-- Opening Marker --

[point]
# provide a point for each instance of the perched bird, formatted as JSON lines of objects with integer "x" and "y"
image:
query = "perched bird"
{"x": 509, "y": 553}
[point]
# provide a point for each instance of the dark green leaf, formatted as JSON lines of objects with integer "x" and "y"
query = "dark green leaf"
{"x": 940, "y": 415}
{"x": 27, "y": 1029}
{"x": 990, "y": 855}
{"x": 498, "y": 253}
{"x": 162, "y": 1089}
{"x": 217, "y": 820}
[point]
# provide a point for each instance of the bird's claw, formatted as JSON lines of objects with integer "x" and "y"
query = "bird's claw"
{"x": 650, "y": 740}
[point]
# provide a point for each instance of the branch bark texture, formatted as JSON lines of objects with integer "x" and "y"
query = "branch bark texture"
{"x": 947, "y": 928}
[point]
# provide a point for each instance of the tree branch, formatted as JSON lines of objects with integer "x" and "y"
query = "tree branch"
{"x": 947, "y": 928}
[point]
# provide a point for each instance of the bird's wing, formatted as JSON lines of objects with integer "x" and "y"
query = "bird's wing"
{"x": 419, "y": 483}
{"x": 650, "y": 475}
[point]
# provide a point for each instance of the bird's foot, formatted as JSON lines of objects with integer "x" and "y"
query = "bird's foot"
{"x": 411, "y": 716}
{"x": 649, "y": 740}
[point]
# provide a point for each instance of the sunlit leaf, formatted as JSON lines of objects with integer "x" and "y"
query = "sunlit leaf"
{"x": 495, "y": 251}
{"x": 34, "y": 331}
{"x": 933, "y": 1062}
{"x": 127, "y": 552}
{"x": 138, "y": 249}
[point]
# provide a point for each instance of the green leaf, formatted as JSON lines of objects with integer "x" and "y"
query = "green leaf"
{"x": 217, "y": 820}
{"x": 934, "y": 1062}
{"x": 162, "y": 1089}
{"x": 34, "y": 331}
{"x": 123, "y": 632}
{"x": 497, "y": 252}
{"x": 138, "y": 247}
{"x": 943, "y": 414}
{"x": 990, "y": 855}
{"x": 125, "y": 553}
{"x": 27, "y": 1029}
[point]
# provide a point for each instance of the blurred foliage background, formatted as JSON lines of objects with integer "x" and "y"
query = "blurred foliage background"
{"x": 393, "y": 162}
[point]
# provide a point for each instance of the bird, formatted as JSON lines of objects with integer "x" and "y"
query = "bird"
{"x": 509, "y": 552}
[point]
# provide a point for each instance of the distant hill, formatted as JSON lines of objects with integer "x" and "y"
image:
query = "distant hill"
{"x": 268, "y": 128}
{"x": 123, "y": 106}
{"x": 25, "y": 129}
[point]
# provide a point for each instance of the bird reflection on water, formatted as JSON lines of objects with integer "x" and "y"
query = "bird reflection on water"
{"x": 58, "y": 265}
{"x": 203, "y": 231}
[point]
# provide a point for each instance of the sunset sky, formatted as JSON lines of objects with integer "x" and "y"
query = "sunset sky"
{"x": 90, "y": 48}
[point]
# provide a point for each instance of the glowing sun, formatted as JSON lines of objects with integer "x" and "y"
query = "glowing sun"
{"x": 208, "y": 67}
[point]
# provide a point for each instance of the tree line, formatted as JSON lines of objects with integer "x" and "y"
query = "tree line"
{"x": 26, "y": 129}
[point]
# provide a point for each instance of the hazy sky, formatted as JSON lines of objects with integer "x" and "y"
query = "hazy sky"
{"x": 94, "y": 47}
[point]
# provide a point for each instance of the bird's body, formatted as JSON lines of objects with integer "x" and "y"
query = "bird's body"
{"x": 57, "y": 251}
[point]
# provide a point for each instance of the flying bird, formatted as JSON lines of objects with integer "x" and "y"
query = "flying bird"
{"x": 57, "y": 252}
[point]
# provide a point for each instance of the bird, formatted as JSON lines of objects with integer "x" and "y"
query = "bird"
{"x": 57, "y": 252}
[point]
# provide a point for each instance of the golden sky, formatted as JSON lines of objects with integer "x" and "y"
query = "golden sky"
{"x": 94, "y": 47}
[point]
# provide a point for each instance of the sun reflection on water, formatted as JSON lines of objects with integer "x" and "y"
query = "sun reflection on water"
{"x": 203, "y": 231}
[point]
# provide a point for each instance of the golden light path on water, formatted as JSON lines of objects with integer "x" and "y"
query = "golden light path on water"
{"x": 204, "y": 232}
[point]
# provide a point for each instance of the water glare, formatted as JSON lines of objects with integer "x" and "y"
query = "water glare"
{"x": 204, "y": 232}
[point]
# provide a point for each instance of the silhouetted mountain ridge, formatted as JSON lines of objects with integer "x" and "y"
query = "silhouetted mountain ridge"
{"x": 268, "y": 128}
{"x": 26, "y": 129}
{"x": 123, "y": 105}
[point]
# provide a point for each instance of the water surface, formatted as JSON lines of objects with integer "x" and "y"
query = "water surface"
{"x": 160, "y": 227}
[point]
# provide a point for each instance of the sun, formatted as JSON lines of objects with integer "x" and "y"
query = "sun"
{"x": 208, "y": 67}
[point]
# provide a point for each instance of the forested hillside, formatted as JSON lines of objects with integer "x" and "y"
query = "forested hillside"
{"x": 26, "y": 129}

-- Closing Marker --

**YOUR ASSIGNMENT**
The full listing above is to be transcribed exactly.

**REPLY TO THE TASK**
[point]
# provide a point for each instance of the perched bird, formatted as JSON lines of objects with integer "x" and "y"
image:
query = "perched bird"
{"x": 509, "y": 553}
[point]
# provide a point for each instance of the dark green leaf, formatted as JSON lines of objects with integer "x" and "y"
query = "dark green leaf"
{"x": 940, "y": 415}
{"x": 27, "y": 1029}
{"x": 990, "y": 855}
{"x": 498, "y": 253}
{"x": 162, "y": 1089}
{"x": 217, "y": 820}
[point]
# provide a point for each instance of the bird's claw, formatted as JSON lines of objects with integer "x" and "y"
query = "bird's claw"
{"x": 650, "y": 740}
[point]
# provide a point for each instance of the branch bark texture, formatted as JSON lines of objects with integer "x" and "y"
query = "branch bark texture"
{"x": 947, "y": 928}
[point]
# provide a point for each instance of the tree branch, formatted as JSON lines of objects with integer "x" and "y"
query = "tree branch"
{"x": 947, "y": 928}
[point]
# provide a point for each instance of the bird's wing, formatted as JSON lines of objects with integer "x" and "y"
query = "bird's wing"
{"x": 419, "y": 483}
{"x": 650, "y": 475}
[point]
# provide a point for each instance of the bird's foot, formatted as JSON lines of objects with integer "x" and "y"
query = "bird's foot"
{"x": 411, "y": 716}
{"x": 649, "y": 740}
[point]
# provide a point for each instance of the sunlit leaf, formatted as JSON lines of objects with integer "x" and "y"
query = "sunlit leaf"
{"x": 495, "y": 251}
{"x": 34, "y": 331}
{"x": 933, "y": 1062}
{"x": 127, "y": 552}
{"x": 138, "y": 249}
[point]
# provide a point for each instance of the green leaf, formatted as JSON lines of objects with integer "x" and "y"
query = "green leaf"
{"x": 217, "y": 820}
{"x": 934, "y": 1062}
{"x": 162, "y": 1089}
{"x": 34, "y": 331}
{"x": 123, "y": 632}
{"x": 497, "y": 252}
{"x": 138, "y": 247}
{"x": 943, "y": 414}
{"x": 990, "y": 855}
{"x": 125, "y": 553}
{"x": 27, "y": 1029}
[point]
# provide a point for each instance of the blurred foliage background, formatted as JSON lines of objects with integer "x" and "y"
query = "blurred foliage background"
{"x": 393, "y": 162}
[point]
# provide a point for each instance of the bird, formatted as JSON lines of objects with integer "x" and "y"
query = "bird"
{"x": 509, "y": 552}
[point]
# provide a point for each instance of the distant hill, formatted as JSON lines of objects with integer "x" and "y"
image:
query = "distant hill"
{"x": 268, "y": 128}
{"x": 123, "y": 106}
{"x": 25, "y": 129}
[point]
# provide a point for each instance of the bird reflection on water, formatted as JSON lines of objects with integer "x" and "y"
query = "bird reflection on water"
{"x": 58, "y": 265}
{"x": 203, "y": 231}
[point]
# provide a point for each instance of the sunset sky, formatted as JSON lines of objects with integer "x" and "y"
query = "sunset sky"
{"x": 90, "y": 48}
[point]
# provide a point for each instance of the glowing sun, formatted as JSON lines of objects with integer "x" and "y"
query = "glowing sun"
{"x": 208, "y": 67}
[point]
# provide a point for each instance of the tree line, formatted as JSON lines of objects with integer "x" and "y"
query = "tree line"
{"x": 26, "y": 129}
[point]
# provide a point for each instance of the hazy sky, formatted as JSON lines of objects with integer "x" and "y"
query = "hazy sky"
{"x": 94, "y": 47}
[point]
# provide a point for each instance of the bird's body, formatted as JSON lines of objects with integer "x" and "y"
query = "bird's body"
{"x": 57, "y": 251}
[point]
# provide a point for each instance of the flying bird, formatted as JSON lines of objects with integer "x" and "y"
query = "flying bird"
{"x": 57, "y": 252}
[point]
# provide a point for each instance of the bird, formatted as JSON lines of objects with integer "x" and "y"
query = "bird"
{"x": 57, "y": 252}
[point]
# provide a point for each instance of the golden sky, formatted as JSON lines of objects with integer "x" and "y"
query = "golden sky"
{"x": 94, "y": 47}
[point]
# provide a point for each instance of the sun reflection on water, formatted as JSON lines of objects with integer "x" and "y"
query = "sun reflection on water"
{"x": 203, "y": 231}
[point]
# provide a point for each instance of the golden light path on water, formatted as JSON lines of objects with integer "x" and "y"
query = "golden light path on water"
{"x": 204, "y": 232}
[point]
# provide a point for each instance of the water glare, formatted as JSON lines of objects with integer "x" and "y"
query = "water glare"
{"x": 204, "y": 232}
[point]
# provide a point for each instance of the silhouetted mountain ridge, formatted as JSON lines of objects with integer "x" and "y"
query = "silhouetted mountain ridge"
{"x": 268, "y": 128}
{"x": 26, "y": 129}
{"x": 123, "y": 105}
[point]
# provide a point for each instance of the water surface, formatted as JSON lines of objects with integer "x" and "y"
query = "water surface"
{"x": 160, "y": 227}
[point]
# provide a point for each instance of the sun, formatted as JSON lines of objects with integer "x" and "y"
query = "sun"
{"x": 208, "y": 67}
[point]
# provide a point for each instance of the forested hillside, formatted as JSON lines of objects with integer "x" and "y"
query = "forested hillside"
{"x": 26, "y": 129}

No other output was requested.